__What you will do__
Update all of the data below by replacing "pixel coordinates" with "exact coordinates" wherever it occurs. Leave everything else unchanged.

==*==

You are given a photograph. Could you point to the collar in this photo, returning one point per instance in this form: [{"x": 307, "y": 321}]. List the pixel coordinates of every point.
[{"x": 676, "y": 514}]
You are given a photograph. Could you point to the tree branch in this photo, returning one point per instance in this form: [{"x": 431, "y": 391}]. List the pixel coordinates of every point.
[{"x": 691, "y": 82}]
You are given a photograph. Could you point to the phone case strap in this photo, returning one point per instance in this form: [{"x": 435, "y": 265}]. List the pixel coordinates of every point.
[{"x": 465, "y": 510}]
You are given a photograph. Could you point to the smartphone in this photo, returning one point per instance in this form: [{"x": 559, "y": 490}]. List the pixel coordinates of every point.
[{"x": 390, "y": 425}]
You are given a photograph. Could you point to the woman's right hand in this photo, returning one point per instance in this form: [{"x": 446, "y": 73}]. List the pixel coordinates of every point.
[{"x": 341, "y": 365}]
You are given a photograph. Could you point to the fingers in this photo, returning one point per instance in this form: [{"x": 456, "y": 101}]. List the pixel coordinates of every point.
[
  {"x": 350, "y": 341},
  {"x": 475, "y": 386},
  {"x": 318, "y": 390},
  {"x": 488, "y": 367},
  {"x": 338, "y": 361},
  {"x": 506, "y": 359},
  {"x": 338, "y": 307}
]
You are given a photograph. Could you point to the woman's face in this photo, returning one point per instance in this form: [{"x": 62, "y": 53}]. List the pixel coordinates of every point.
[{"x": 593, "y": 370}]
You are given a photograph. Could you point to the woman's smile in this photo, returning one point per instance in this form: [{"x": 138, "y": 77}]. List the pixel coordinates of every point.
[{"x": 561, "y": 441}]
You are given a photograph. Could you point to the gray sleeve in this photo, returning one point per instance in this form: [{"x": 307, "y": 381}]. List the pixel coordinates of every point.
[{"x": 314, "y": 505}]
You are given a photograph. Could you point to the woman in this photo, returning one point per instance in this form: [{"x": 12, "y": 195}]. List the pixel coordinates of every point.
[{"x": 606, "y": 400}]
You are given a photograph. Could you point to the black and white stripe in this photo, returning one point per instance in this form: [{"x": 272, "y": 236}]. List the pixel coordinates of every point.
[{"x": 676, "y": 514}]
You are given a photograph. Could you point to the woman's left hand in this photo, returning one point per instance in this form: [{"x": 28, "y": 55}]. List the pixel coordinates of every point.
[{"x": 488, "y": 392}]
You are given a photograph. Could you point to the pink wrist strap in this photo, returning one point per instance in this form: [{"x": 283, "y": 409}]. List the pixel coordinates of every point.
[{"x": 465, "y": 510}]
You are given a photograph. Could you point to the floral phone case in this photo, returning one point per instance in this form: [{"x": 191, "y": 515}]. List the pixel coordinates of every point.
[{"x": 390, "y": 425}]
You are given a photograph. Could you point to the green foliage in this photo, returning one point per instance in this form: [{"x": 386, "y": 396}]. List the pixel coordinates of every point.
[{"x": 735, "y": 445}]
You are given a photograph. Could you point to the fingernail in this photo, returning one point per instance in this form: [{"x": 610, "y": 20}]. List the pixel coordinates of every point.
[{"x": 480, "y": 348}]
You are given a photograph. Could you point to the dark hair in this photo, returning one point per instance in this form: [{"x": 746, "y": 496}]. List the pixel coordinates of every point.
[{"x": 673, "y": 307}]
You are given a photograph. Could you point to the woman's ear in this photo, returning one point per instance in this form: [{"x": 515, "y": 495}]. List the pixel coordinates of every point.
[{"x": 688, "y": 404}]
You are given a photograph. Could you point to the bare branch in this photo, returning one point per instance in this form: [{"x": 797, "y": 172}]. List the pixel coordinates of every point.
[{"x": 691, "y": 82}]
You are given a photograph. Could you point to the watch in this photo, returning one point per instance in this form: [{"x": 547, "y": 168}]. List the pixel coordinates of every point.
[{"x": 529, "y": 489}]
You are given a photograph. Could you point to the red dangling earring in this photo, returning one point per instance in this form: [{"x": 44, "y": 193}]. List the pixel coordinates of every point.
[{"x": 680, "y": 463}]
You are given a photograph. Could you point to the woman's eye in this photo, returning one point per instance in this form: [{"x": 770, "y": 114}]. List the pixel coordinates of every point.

==*==

__Correct result__
You are given a photograph. Could you point to the collar in this photo, returning one point per instance in this form: [{"x": 307, "y": 321}]. List the exact coordinates of every point.
[{"x": 676, "y": 514}]
You are given a photograph. Could you point to the tree branch in this photo, returning one point per instance in this form: [{"x": 431, "y": 391}]. List the exact coordinates of every point.
[{"x": 691, "y": 82}]
You are given a photograph. Could you point to the phone case strap in this photo, returning one point per instance in this form: [{"x": 435, "y": 265}]. List the exact coordinates of every point.
[{"x": 465, "y": 510}]
You are given a photograph. Could you point to the smartphone in this photo, returning one point per instance in this form: [{"x": 559, "y": 490}]. List the exact coordinates of every point.
[{"x": 390, "y": 425}]
You are given a photograph. Could you point to the woman's right hand in this photo, returning one point per instance in this form: [{"x": 446, "y": 73}]. List the exact coordinates of every point.
[{"x": 341, "y": 365}]
You are given a photograph. Could you point to the fingers in this photo, returning one point per instance in this form: [{"x": 456, "y": 101}]. List the exact coordinates of every point.
[
  {"x": 350, "y": 341},
  {"x": 475, "y": 386},
  {"x": 318, "y": 390},
  {"x": 488, "y": 367},
  {"x": 338, "y": 361},
  {"x": 506, "y": 359},
  {"x": 338, "y": 307}
]
You are given a photograph. Could you point to the woman's face in this photo, returning one point per instance in this form: [{"x": 62, "y": 53}]. List the exact coordinates of every point.
[{"x": 593, "y": 370}]
You are given a photograph. Could you point to the woman's smile in this photo, returning one point per instance in this form: [{"x": 138, "y": 77}]. List the exact coordinates of every point.
[{"x": 561, "y": 441}]
You are given a photograph. Could you point to the gray sleeve in this photo, returning one point per instance in this form: [{"x": 307, "y": 381}]. List the exact coordinates of every point.
[{"x": 314, "y": 505}]
You are given a photograph. Could you point to the woman in this photo, returning one point per instance in this form: [{"x": 12, "y": 195}]. List the exact coordinates of every point.
[{"x": 606, "y": 400}]
You are given a photograph. Could you point to the black and white stripe in this photo, returning one point per instance in this form: [{"x": 272, "y": 236}]. List the exact coordinates of every point.
[{"x": 676, "y": 514}]
You are given a photograph. Could you point to the woman's left hand in this photo, returning one point per instance in this form: [{"x": 28, "y": 55}]. List the exact coordinates of every point.
[{"x": 488, "y": 392}]
You are given a photograph. Could you point to the pink wrist strap in this photo, returning one point per instance in this form: [{"x": 283, "y": 409}]. List the exact coordinates of every point.
[{"x": 465, "y": 510}]
You are given a photograph. Could you point to the floral phone case in this photo, returning one point per instance in this form: [{"x": 191, "y": 515}]. List the exact coordinates of every point.
[{"x": 390, "y": 425}]
You are given a photograph. Could you point to the green foliage in this photo, returning one point per instance in this form: [{"x": 386, "y": 396}]. List the exact coordinates of every point.
[{"x": 735, "y": 445}]
You are given a photograph. Could you point to the fingernail in this photo, returning one point per instance in this form: [{"x": 610, "y": 20}]. List the exact coordinates of every point.
[{"x": 480, "y": 348}]
You are given a photograph. Could you point to the dark hair in this photo, returning one point per instance in this form: [{"x": 746, "y": 496}]. List the exact coordinates of every point.
[{"x": 673, "y": 307}]
You are given a photograph. Could you point to the woman's ear in this photo, returning one point per instance in this form: [{"x": 515, "y": 495}]. List the exact coordinates of every point.
[{"x": 688, "y": 404}]
You are given a photograph. Could you point to the bare branch in this photo, returning one point per instance in this form: [{"x": 797, "y": 172}]. List the exact coordinates of every point.
[{"x": 691, "y": 82}]
You are given a photograph. Could you point to the watch in this photo, returning one point per instance in this form: [{"x": 547, "y": 168}]. List the exact coordinates of every point.
[{"x": 529, "y": 489}]
You are given a photograph. Could you point to the red dangling earring in this photo, returning one point per instance in this form: [{"x": 44, "y": 193}]. List the exact coordinates of every point.
[{"x": 680, "y": 463}]
You are given a photograph. Could you point to the woman's eye in this photo, returning one point per instance in this form: [{"x": 770, "y": 114}]. List the exact coordinates of every point.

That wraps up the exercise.